**Problem details**:
Copy all of the records exactly.

Top of Extracted data

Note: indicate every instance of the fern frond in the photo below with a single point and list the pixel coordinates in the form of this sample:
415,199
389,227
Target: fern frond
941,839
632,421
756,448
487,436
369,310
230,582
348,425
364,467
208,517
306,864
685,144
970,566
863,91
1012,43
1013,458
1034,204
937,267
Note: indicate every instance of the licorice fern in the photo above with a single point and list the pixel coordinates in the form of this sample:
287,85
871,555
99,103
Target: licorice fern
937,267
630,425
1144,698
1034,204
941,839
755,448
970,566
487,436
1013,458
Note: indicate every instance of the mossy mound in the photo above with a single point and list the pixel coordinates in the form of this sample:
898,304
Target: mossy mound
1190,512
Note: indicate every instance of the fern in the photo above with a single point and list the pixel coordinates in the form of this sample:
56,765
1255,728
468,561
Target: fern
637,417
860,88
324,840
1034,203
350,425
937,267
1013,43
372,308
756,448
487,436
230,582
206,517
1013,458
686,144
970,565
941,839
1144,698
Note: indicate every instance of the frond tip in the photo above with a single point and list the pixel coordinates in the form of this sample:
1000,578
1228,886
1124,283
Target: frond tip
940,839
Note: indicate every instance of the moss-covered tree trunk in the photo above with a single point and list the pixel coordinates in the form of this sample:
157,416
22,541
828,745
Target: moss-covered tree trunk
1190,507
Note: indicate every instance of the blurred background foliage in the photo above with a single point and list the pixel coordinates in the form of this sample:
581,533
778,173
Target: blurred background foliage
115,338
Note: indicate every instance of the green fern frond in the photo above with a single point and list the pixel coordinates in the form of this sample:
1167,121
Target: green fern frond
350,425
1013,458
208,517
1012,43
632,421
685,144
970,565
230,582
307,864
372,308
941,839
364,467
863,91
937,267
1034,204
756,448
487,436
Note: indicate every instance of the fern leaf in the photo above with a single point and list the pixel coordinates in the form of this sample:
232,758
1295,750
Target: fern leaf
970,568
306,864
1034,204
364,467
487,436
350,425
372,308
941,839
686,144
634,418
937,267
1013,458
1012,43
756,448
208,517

Bottom of Extracted data

**Answer to this exercise**:
Note: indicate every instance of the fern frond in the photo below with a single point and list the pixel coordinates in the form of this sample:
415,199
389,227
Target: fern frond
941,839
632,421
756,448
487,436
369,310
230,582
348,425
364,467
208,517
306,864
685,144
970,566
863,91
1012,43
1013,458
1034,204
937,267
Note: indicate every instance of the licorice fern in the photo above with a single point and list the pixel coordinates in the form of this sample:
287,85
871,555
99,103
Target: licorice fern
937,267
630,425
1144,698
1034,204
941,839
755,448
970,566
487,436
1013,458
Note: indicate every instance of the mossy mound in the photo above with a single point and list the pixel coordinates in the form of this sample:
898,304
Target: mossy mound
1190,512
Note: indicate every instance of the fern in the photo above with a single point and list the pixel coordinates in the form of this sample:
56,765
1255,728
468,561
Target: fern
637,417
860,88
324,840
1034,203
350,425
937,267
1013,43
372,308
756,448
487,436
230,582
206,517
1013,458
686,144
970,565
941,839
1144,698
Note: indicate every instance of the frond tip in the photo above with a single point and list the pixel coordinates in the form of this sample:
1000,578
1228,886
1124,283
Target: frond tip
940,839
Note: indicate every instance of the moss-covered tree trunk in the photo above with a single point and list the pixel coordinates in the form of this sample:
157,416
22,541
828,745
Target: moss-covered tree trunk
1190,507
Note: indicate every instance of the blurred background foliage in the photo above with a single point and list the pixel coordinates in the form of this sample:
581,533
778,173
Target: blurred background foliage
115,338
Note: indicate every instance of the green fern frond in the photo above with a single point and list the pixel coordinates in the form of this sample:
1167,121
Target: green fern frond
350,425
1013,458
208,517
1012,43
632,421
685,144
970,565
230,582
307,864
372,308
941,839
364,467
863,91
937,267
1034,204
756,448
487,436
Note: indicate every instance of the fern leaf in the photo above with a single point and list the pixel coordinates in the form of this sample:
232,758
1295,750
Target: fern leaf
970,568
306,864
1034,204
364,467
487,436
350,425
372,308
941,839
686,144
634,418
937,267
1013,458
1012,43
756,448
208,517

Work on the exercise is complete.